> [WORK TO BE COMPLETED]: Which lines run from the one containing "of the person" to the end of the material below? Copy them exactly, pictures excluded.

----

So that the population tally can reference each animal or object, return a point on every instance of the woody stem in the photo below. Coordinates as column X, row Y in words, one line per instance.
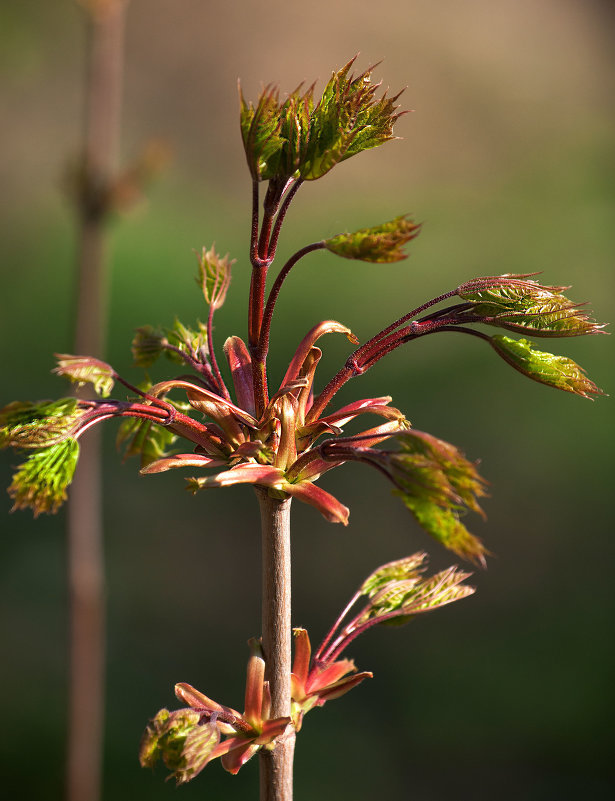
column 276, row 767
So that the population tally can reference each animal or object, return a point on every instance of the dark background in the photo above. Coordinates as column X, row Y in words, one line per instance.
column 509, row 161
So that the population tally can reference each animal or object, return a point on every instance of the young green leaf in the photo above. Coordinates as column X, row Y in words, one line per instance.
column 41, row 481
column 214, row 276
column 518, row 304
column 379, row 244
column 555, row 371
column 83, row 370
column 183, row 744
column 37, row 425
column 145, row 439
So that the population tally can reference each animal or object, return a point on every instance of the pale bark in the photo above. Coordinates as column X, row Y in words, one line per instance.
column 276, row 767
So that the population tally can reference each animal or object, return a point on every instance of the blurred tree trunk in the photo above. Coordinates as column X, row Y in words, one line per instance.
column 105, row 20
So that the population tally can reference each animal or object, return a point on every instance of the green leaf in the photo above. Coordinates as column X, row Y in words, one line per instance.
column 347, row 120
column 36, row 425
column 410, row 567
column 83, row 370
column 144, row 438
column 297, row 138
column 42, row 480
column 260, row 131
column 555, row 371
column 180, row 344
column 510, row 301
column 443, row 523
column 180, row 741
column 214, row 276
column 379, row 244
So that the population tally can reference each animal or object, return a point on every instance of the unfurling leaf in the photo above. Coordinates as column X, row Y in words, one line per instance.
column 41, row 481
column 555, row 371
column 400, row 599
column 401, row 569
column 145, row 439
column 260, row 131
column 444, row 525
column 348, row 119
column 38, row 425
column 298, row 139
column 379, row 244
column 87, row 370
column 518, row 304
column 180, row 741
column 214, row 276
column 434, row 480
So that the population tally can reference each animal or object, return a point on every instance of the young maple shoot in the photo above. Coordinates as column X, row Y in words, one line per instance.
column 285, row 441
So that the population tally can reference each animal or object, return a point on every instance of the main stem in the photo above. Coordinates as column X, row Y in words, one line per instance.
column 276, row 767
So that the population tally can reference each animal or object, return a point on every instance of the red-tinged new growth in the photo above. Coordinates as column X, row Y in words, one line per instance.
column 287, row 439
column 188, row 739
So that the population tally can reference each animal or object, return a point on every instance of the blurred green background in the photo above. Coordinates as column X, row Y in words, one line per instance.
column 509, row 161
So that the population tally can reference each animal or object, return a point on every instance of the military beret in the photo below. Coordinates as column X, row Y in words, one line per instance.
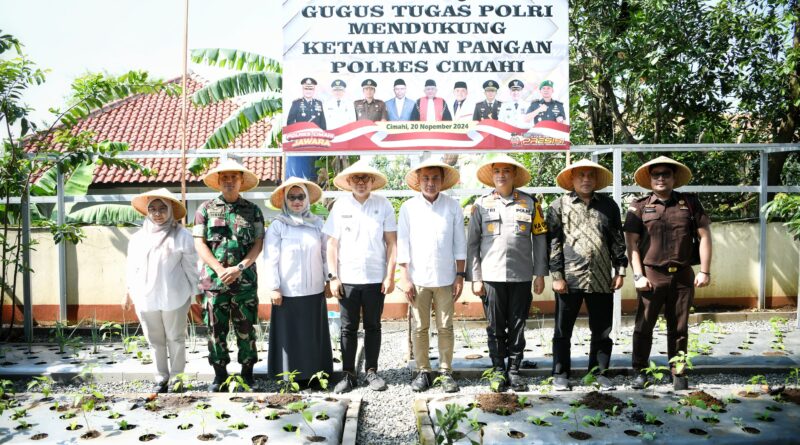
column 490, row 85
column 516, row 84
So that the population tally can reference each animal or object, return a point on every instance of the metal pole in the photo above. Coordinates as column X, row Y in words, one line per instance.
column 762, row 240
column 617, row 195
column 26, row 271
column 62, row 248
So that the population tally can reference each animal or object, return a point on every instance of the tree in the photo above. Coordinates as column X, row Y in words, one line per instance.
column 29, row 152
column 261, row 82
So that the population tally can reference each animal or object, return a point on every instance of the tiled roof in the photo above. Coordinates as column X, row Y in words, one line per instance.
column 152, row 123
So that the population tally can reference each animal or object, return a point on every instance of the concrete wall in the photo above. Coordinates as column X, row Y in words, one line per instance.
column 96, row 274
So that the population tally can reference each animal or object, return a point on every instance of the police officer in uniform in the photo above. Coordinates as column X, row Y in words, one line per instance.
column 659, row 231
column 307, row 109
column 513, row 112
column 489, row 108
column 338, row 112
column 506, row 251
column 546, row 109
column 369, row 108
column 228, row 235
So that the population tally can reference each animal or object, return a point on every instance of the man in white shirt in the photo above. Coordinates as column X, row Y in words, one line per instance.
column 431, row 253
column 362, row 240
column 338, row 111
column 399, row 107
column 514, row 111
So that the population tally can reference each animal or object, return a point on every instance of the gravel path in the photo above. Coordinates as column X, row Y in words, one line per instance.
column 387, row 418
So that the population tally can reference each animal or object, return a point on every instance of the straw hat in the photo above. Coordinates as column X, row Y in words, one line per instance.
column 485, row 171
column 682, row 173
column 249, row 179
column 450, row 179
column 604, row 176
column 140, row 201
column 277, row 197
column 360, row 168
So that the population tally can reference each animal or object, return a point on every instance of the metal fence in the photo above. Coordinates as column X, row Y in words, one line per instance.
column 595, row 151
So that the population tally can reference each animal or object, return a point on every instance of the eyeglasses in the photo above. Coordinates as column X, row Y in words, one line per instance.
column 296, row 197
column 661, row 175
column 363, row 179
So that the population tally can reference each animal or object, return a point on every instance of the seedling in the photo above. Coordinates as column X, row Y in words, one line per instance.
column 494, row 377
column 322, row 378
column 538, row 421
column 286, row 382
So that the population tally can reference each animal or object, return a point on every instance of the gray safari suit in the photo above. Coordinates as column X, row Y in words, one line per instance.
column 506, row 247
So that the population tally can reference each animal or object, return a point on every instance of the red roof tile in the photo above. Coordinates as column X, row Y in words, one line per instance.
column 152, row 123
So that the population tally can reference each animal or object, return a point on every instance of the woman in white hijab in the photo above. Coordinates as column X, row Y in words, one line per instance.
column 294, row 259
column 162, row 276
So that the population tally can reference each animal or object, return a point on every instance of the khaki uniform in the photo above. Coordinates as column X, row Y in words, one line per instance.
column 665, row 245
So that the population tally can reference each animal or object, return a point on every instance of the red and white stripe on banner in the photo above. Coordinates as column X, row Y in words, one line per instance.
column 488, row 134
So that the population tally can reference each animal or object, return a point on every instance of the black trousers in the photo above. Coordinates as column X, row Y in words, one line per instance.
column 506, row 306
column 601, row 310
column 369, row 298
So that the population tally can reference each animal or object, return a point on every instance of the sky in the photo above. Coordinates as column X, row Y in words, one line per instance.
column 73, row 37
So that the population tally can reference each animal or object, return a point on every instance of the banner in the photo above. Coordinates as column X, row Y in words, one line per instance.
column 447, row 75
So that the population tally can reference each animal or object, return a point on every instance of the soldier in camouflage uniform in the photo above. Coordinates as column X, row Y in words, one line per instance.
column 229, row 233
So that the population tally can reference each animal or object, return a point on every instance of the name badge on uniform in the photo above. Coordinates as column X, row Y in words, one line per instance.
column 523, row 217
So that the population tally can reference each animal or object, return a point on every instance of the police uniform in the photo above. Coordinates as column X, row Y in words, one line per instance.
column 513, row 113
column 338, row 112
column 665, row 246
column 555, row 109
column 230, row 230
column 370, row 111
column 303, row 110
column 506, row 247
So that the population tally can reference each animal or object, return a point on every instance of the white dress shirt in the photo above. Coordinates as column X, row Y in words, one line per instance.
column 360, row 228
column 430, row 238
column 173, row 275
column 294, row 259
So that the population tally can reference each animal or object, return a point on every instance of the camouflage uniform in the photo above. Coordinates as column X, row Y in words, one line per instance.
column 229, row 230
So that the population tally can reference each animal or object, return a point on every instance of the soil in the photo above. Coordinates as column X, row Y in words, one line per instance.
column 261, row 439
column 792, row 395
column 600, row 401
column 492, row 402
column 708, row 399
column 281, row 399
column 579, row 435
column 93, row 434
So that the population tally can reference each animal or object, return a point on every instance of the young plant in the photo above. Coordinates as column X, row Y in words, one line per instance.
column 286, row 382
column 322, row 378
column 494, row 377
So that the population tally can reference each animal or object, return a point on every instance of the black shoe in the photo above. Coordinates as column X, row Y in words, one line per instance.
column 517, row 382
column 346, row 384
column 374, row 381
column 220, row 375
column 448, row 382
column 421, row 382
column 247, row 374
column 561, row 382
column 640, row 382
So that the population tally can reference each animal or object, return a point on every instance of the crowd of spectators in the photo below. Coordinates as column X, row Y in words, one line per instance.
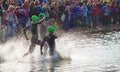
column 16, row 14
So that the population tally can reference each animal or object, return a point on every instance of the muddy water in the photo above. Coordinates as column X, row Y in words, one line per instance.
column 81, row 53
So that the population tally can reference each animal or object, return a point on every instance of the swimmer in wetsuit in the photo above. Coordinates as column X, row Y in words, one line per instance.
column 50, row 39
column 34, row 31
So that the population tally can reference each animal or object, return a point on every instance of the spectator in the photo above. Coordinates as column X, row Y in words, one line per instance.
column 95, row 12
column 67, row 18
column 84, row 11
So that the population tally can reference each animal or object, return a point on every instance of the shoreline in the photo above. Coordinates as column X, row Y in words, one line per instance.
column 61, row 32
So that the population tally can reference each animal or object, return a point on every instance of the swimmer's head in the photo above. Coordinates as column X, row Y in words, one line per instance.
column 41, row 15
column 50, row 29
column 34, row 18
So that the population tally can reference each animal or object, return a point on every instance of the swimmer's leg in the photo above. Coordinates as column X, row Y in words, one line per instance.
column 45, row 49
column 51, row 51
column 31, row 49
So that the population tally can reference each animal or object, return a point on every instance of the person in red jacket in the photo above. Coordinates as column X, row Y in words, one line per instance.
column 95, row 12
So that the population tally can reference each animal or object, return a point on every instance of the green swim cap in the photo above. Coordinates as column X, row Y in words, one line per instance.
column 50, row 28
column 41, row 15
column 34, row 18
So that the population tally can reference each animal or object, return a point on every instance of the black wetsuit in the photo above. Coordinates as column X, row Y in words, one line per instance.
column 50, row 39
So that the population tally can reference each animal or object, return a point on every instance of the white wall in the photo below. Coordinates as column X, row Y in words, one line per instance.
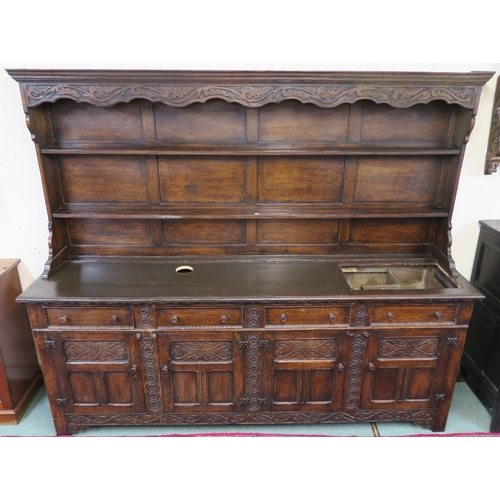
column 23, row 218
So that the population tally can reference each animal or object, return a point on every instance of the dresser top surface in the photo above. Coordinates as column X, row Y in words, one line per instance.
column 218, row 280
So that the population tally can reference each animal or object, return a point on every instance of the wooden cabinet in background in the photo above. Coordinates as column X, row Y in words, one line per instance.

----

> [SOLVED EXERCISE]:
So that the population tally can reference each animal or object, return a point on every instance of the person in red jacket in the photo above. Coordinates as column X, row Y in words, one line per instance.
column 95, row 12
So that the population tally can reference each animal or object, return a point on every instance of the green swim cap in the photo above. Coordinates as column X, row Y in words, one line per instance.
column 50, row 28
column 41, row 15
column 34, row 18
So that the population tally can reference each animal or object, return a point on every instance of the black wetsuit in the photo above. Coordinates as column X, row Y in words, one line per instance.
column 50, row 39
So that the population tally can reference each animal or object, return a point on every instance of the white wall in the photo below. Coordinates as column X, row Y in words, one line per instance.
column 23, row 218
So that the population tally can reference each animal or object, return a point on every instance of the dresser top surface in the photo above. Coordinates as column X, row Y in words, one line per instance.
column 218, row 280
So that the population tally can reference each animal or object, return a point on every instance of the wooden cabinet in background in the photo above. Coordinates as column X, row Y in words, one line per instance.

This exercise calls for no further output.